TASK STATEMENT >> Top to bottom, give the entries again exactly as written.

RECORDS FOR THIS EXERCISE >>
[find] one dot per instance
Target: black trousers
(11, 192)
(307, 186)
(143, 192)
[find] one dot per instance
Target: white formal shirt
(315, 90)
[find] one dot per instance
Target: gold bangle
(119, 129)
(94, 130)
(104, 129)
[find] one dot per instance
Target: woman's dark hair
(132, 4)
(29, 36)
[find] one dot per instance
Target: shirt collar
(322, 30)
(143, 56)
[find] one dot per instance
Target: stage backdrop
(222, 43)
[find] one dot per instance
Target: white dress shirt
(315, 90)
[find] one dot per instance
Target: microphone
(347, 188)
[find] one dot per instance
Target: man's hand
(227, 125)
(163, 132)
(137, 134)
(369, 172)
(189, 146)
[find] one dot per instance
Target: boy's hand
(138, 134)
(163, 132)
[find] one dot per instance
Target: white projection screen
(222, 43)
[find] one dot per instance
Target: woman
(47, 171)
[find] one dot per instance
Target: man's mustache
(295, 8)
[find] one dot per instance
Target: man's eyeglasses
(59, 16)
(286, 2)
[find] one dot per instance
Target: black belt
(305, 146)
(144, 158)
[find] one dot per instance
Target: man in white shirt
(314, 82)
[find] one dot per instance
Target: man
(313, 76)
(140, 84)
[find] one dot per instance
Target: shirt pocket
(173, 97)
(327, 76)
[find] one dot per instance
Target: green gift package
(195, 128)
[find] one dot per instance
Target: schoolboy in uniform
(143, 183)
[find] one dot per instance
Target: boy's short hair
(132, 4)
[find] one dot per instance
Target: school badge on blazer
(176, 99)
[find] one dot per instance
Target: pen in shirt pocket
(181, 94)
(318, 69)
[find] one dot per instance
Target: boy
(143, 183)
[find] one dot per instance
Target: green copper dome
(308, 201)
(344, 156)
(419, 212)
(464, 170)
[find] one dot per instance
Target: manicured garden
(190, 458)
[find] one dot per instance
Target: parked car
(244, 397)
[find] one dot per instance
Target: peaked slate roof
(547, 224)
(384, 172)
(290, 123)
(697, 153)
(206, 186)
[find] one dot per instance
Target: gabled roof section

RESPONSE TO THIS EXERCISE >>
[find] one dot per instance
Target: black trousers
(11, 192)
(307, 186)
(143, 192)
[find] one dot per instance
Target: white formal shirt
(315, 90)
[find] one dot per instance
Target: gold bangle
(119, 129)
(94, 130)
(104, 129)
[find] one dot per instance
Target: woman's dark hair
(132, 4)
(29, 36)
[find] one dot per instance
Target: shirt collar
(322, 30)
(143, 56)
[find] one dot per instance
Target: stage backdrop
(222, 43)
[find] one dot per instance
Target: white dress shirt
(315, 90)
[find] one dot per instance
Target: microphone
(347, 188)
[find] one dot per instance
Target: man's hand
(227, 125)
(163, 132)
(137, 134)
(369, 172)
(189, 146)
[find] one dot per instance
Target: boy's hand
(138, 134)
(163, 132)
[find] one dot per instance
Target: white projection screen
(222, 43)
[find] one dot per instance
Target: woman
(47, 171)
[find] one dot per instance
Target: man's mustache
(295, 8)
[find] one dot per instance
Target: man's eyeglasses
(59, 16)
(286, 2)
[find] one dot per instance
Target: black belt
(305, 146)
(144, 158)
[find] one dot per instance
Target: man in white shirt
(314, 82)
[find] one dot per instance
Target: man
(313, 76)
(140, 84)
[find] one dot per instance
Target: shirt pocket
(173, 97)
(327, 76)
[find] one dot per instance
Target: green gift package
(195, 128)
[find] one dot per instance
Target: schoolboy in uniform
(143, 183)
[find] one dot per instance
Target: boy's short hair
(132, 4)
[find] one dot per instance
Target: school badge on blazer
(176, 99)
[find] one dot per instance
Target: pen in shirt pocket
(181, 94)
(318, 69)
[find] one dot per instance
Target: boy
(143, 183)
[find] one dot per instance
Target: green copper dome
(308, 201)
(344, 156)
(419, 212)
(464, 170)
[find] one dot per instance
Target: manicured garden
(190, 458)
[find] one dot per instance
Target: parked car
(244, 397)
[find] one dot per instance
Target: peaked slate roof
(547, 224)
(384, 172)
(290, 123)
(697, 153)
(206, 186)
[find] one dot per instance
Target: gabled roof section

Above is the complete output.